* GIVEN PROBLEM *
Rescale the lines starting at the line that contains "The client would like the long" and ending at the line that contains "[353,390,369,422]", writing all of them out again with the requests included. Multiply every bounding box coordinate in the answers by 1.45 and round each result to a whole number, with halves rounding up.

%%

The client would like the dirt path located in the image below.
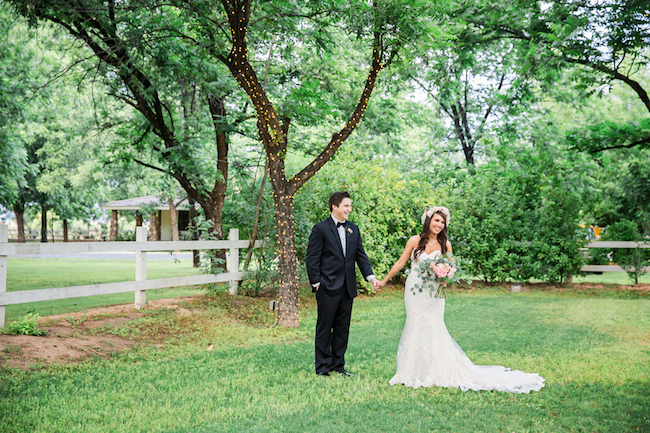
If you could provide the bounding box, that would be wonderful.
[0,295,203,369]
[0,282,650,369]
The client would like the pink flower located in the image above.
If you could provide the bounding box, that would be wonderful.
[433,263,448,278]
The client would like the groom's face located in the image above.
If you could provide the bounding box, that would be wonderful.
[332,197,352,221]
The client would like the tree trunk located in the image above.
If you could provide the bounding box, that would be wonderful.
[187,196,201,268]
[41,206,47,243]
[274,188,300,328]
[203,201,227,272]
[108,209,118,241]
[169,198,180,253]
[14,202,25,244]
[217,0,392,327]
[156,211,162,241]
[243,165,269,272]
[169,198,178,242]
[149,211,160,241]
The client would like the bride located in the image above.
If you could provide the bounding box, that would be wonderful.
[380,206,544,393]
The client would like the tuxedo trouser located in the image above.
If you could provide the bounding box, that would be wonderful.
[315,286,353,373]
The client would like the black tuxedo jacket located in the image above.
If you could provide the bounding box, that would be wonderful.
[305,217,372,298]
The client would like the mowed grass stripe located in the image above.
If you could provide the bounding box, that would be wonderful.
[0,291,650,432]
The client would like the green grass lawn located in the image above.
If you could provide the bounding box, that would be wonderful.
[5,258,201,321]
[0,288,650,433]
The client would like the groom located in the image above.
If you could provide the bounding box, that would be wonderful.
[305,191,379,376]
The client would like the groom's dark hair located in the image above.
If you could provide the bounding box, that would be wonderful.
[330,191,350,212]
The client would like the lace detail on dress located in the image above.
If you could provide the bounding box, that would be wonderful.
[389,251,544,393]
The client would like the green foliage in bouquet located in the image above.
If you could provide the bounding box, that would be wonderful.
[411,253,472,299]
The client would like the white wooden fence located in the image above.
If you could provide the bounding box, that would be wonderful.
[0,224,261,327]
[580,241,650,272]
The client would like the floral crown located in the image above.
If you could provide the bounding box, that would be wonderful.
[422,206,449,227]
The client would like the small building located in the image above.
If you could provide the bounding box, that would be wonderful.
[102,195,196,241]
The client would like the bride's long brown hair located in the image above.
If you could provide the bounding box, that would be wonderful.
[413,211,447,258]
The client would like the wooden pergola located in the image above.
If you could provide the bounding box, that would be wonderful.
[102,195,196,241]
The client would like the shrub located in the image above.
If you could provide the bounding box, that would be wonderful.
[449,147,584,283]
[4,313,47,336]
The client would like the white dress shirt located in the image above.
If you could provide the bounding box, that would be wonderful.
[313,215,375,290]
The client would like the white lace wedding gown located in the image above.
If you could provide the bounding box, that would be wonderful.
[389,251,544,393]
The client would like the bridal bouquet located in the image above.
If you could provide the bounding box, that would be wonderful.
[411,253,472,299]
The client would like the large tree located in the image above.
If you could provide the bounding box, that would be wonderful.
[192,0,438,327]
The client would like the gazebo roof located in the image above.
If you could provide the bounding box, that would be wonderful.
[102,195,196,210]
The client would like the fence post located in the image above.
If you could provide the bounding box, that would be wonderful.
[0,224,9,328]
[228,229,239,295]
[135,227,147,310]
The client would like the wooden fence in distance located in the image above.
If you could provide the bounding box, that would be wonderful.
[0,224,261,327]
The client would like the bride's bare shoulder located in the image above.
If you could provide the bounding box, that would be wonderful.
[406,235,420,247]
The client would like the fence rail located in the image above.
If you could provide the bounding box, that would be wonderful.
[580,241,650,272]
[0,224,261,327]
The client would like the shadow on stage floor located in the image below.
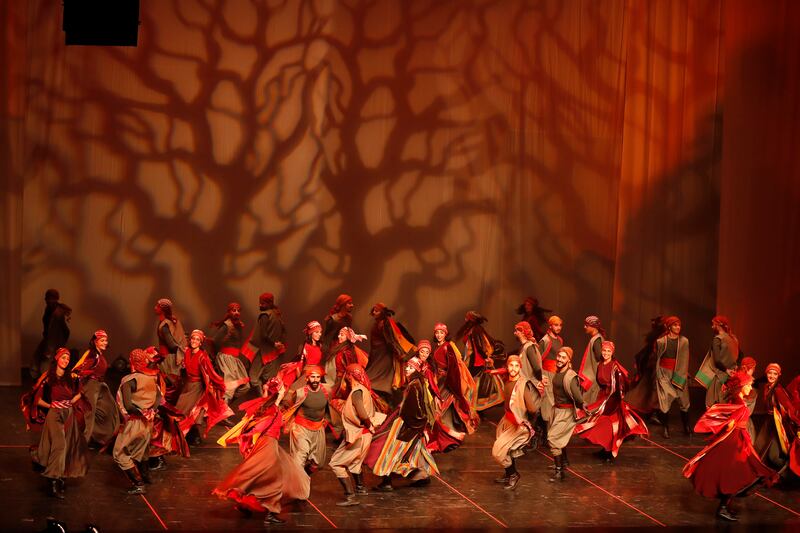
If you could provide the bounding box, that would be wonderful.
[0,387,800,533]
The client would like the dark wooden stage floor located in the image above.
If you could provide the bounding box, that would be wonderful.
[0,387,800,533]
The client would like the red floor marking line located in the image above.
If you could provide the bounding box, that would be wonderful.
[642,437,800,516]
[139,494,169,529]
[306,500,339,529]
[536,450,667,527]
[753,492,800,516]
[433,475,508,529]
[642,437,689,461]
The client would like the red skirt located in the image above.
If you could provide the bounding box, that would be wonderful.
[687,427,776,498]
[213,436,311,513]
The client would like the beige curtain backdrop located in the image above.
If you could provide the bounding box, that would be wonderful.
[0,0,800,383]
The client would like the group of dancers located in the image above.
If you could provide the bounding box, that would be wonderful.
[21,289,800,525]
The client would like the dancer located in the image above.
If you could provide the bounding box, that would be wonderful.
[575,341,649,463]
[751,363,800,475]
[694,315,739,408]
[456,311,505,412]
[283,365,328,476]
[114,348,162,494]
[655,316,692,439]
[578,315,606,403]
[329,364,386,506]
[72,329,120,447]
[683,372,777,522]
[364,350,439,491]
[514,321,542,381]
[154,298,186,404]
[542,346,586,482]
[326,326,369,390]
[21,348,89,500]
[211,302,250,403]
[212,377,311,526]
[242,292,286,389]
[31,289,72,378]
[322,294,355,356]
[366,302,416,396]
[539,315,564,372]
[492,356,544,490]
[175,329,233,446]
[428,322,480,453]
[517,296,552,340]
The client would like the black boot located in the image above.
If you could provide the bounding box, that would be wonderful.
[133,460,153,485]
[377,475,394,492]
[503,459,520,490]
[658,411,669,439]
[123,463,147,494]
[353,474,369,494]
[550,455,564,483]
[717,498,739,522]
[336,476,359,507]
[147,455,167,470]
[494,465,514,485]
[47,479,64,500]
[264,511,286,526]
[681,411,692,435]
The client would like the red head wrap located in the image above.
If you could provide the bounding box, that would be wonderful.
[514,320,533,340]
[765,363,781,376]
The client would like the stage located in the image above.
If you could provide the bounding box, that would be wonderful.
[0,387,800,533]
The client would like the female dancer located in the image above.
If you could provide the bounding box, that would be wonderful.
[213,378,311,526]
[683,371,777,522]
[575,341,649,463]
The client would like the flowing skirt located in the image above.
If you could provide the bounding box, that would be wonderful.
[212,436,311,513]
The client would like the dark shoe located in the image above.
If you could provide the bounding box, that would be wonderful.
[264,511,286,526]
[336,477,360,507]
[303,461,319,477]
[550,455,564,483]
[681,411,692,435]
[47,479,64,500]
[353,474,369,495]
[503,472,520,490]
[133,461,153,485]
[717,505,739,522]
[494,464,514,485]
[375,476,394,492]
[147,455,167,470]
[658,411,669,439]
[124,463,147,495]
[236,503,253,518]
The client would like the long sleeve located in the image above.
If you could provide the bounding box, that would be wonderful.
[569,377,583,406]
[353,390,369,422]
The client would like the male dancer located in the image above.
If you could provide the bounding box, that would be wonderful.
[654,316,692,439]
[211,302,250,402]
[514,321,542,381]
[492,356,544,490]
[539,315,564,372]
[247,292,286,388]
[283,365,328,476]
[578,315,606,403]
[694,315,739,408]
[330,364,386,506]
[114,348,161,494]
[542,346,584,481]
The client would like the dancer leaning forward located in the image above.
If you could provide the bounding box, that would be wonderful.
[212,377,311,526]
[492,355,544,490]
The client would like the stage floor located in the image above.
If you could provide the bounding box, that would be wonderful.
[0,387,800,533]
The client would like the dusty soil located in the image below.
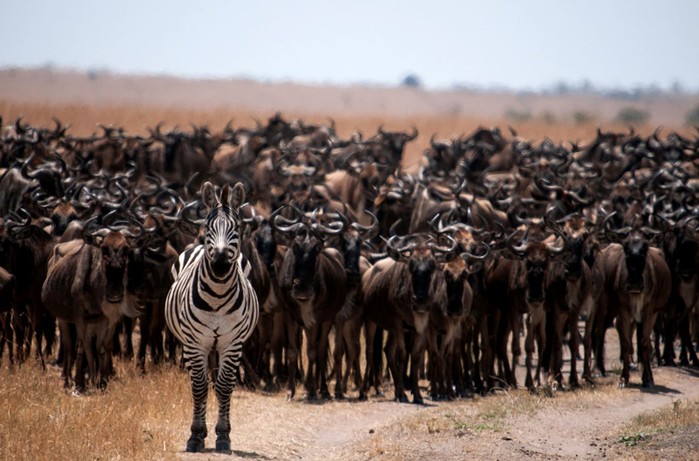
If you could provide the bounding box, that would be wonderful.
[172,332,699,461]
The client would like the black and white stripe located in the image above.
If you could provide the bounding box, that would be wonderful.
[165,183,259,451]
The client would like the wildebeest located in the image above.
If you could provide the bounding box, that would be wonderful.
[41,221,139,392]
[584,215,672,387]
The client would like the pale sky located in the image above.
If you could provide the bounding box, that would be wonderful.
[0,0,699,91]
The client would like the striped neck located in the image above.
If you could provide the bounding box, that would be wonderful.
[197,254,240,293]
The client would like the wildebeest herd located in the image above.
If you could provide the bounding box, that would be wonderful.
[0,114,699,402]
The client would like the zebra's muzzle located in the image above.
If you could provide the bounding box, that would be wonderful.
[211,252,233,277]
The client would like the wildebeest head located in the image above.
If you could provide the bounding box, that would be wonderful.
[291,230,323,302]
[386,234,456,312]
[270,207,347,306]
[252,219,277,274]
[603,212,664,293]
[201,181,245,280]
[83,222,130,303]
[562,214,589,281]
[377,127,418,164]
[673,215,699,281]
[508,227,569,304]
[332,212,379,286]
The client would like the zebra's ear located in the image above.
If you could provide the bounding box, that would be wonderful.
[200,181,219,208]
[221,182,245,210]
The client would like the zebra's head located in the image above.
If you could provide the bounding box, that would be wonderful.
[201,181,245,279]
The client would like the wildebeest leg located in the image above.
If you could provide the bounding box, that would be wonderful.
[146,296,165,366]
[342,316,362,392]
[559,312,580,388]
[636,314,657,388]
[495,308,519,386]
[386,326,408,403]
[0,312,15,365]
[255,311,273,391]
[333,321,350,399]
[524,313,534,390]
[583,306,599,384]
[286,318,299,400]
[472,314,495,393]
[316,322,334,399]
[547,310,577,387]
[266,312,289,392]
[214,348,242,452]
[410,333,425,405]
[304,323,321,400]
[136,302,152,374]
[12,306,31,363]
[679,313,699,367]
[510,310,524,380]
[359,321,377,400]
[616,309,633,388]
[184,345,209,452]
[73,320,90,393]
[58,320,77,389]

%%

* SOLUTION TO THE EXERCISE *
The client would like the long sleeve located in the image above.
If you could provide the bounding box, that would be wonderful.
[825,547,845,589]
[512,566,535,612]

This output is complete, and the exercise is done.